■ Your objective
All of the entries below need repeating exactly, apart from their images.

■ Source data

Content starts

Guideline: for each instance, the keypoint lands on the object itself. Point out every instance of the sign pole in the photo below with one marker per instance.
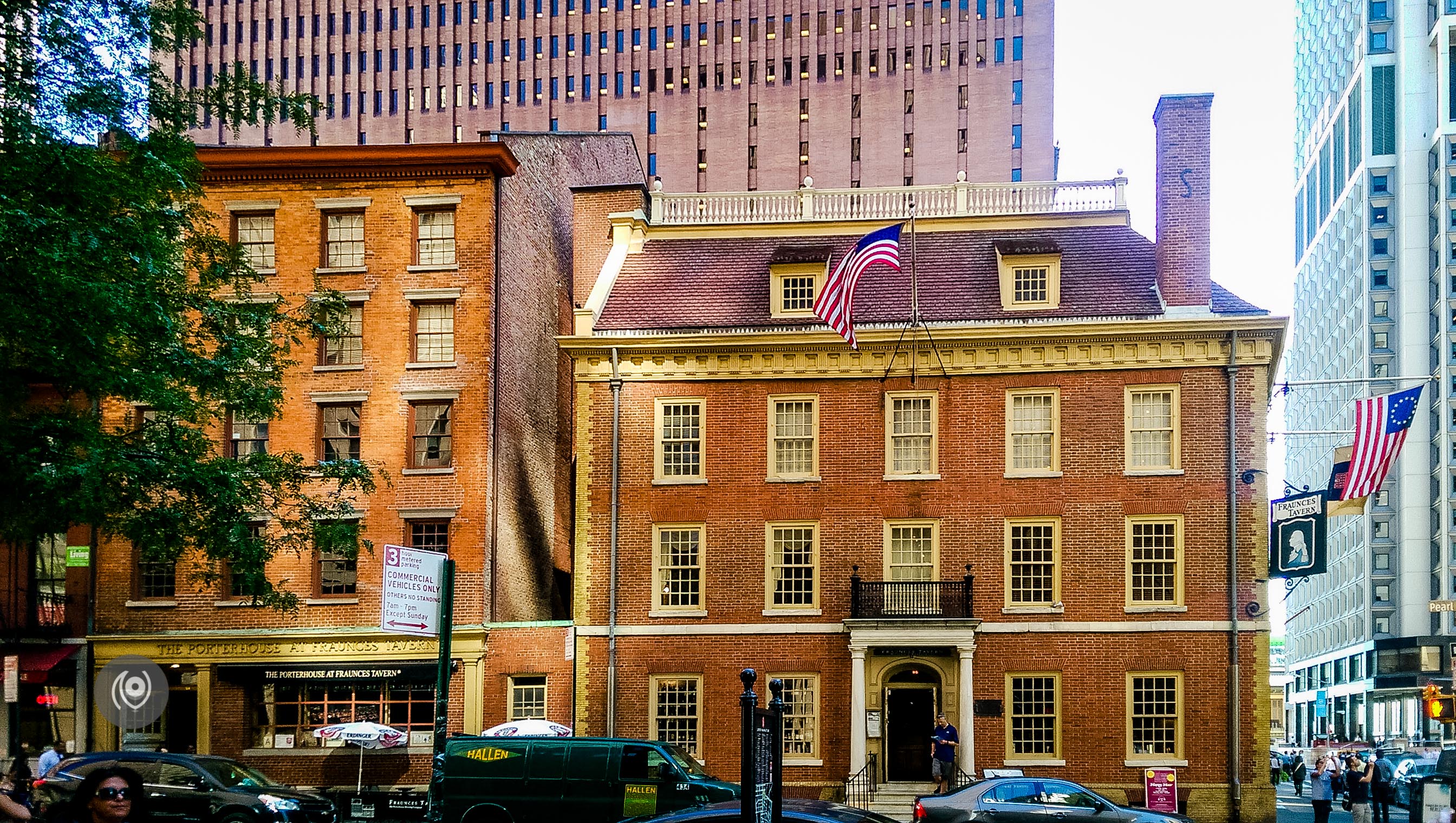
(437, 771)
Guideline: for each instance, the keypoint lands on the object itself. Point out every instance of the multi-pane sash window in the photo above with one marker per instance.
(347, 349)
(434, 332)
(794, 439)
(156, 579)
(338, 574)
(529, 697)
(792, 566)
(1031, 437)
(676, 711)
(431, 437)
(340, 433)
(344, 247)
(1154, 722)
(1152, 429)
(437, 238)
(1030, 284)
(433, 535)
(255, 235)
(1031, 724)
(1031, 563)
(680, 439)
(679, 577)
(248, 436)
(800, 716)
(1154, 557)
(911, 421)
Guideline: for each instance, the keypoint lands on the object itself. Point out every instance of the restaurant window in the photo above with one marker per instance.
(289, 713)
(529, 697)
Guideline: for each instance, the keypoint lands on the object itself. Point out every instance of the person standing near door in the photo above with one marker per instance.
(942, 754)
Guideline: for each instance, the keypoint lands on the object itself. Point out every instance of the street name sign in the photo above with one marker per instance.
(411, 592)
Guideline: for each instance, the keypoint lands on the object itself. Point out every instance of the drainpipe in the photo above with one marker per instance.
(1235, 790)
(612, 539)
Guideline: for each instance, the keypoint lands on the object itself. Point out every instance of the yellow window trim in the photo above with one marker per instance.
(657, 566)
(651, 706)
(1178, 558)
(1178, 730)
(1056, 432)
(1056, 730)
(1056, 561)
(657, 440)
(772, 468)
(935, 543)
(768, 566)
(779, 271)
(1006, 265)
(1177, 424)
(817, 752)
(935, 433)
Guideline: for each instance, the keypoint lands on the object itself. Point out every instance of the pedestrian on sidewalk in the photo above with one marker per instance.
(1357, 788)
(942, 754)
(1381, 790)
(1321, 786)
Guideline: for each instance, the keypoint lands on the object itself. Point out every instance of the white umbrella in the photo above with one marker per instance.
(528, 729)
(366, 736)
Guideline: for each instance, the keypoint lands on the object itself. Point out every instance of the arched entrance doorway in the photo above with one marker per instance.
(912, 700)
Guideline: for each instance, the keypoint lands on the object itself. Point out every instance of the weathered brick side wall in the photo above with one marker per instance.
(538, 248)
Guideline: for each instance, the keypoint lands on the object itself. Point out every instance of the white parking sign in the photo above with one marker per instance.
(411, 592)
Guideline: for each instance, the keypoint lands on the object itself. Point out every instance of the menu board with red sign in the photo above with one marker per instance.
(1161, 787)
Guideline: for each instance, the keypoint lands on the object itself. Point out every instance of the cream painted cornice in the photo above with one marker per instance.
(964, 350)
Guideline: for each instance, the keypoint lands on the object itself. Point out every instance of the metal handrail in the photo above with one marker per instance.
(937, 599)
(861, 787)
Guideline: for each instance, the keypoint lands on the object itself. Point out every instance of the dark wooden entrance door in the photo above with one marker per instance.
(909, 723)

Content ends

■ Task solution
Guideline: for each instance, the keypoint lands on the object itself. Point out every instance of the sign pole in the photo below with one marker per instance.
(437, 771)
Guideline: for each instance, the keypoint lands on the object itself. Point out every instance of the multi-pane sash window in the photo above with one marker per instance.
(347, 349)
(434, 332)
(794, 439)
(156, 579)
(338, 574)
(529, 697)
(792, 566)
(1031, 437)
(676, 711)
(431, 437)
(340, 433)
(344, 247)
(1154, 722)
(1152, 429)
(437, 238)
(1030, 284)
(433, 535)
(255, 235)
(1031, 724)
(1031, 563)
(680, 439)
(679, 577)
(248, 436)
(800, 716)
(1154, 557)
(911, 421)
Guideline: for each instance, the keypoint lands on the object itself. Point out every instance of the restaurant window in the photo above with one marker per instance.
(289, 713)
(529, 697)
Guideline: for each instance, the keypoint lands on the object itself. Point out every instance of the person standing near door in the photo above with one marker per instance.
(942, 754)
Guideline: for each instance, the keypoint lands on the object itself. Point out every instance of the street name sign in the photo above with one marker per instance.
(411, 592)
Guideline: for each instance, the keypoint lands on the object itself. Point out every instance of the drainpipe in the photo above with one marker per instance.
(1235, 790)
(612, 539)
Guideline: for each instance, the keypoint lands on the object itself. Point out every instance of the yellow window trim in the photo above with one marker per instance.
(657, 566)
(651, 706)
(1178, 558)
(1178, 730)
(1056, 432)
(1056, 730)
(1056, 561)
(657, 440)
(772, 468)
(935, 543)
(768, 566)
(779, 271)
(1006, 265)
(1177, 424)
(817, 752)
(935, 433)
Guideline: for each instance, the keypoint lands on the object itself. Point out every instance of the pedestrian on sidewalk in the photo above with one marker per instance.
(1357, 788)
(942, 754)
(1381, 790)
(1321, 786)
Guideline: for each instance, the keypoint lands on the object itself. Point out every instance of the white umbrella in the photo above with one marker per instance.
(528, 729)
(366, 736)
Guideline: for each instance, the keypoint lands on the object itself. Point out every instance of the arched entrance doorway in the photo above with one marker per instance.
(912, 700)
Guideline: for each instance, the keypoint lands on the object itself. Point out every instance of the weathered brick side wall in the photo above with one marker per instance.
(538, 248)
Guideline: for each instance, the keypoint lands on the object itself. Point out every instance of the white parking sign in the photo above with one marker per instance.
(411, 592)
Guideline: for each instance, the keypoint lands on the object itself. Point out every instance of the menu board with red sign in the photo above with one marker per instance.
(1161, 787)
Guideline: for each instance, the keypoint lands on the object itself. Point out every instance of the cream painted cornice in the photo above with one marker per instance.
(964, 350)
Guideline: for each instance, the keypoint lands on the object itself. Point out every instance of the metal handrail in the photo above with one marker per instance.
(937, 599)
(861, 787)
Guideline: for each instance, the keypoint lands on the object itself. Point out every instance of the dark wooden entrance door in the photo above with one marker per instance.
(909, 723)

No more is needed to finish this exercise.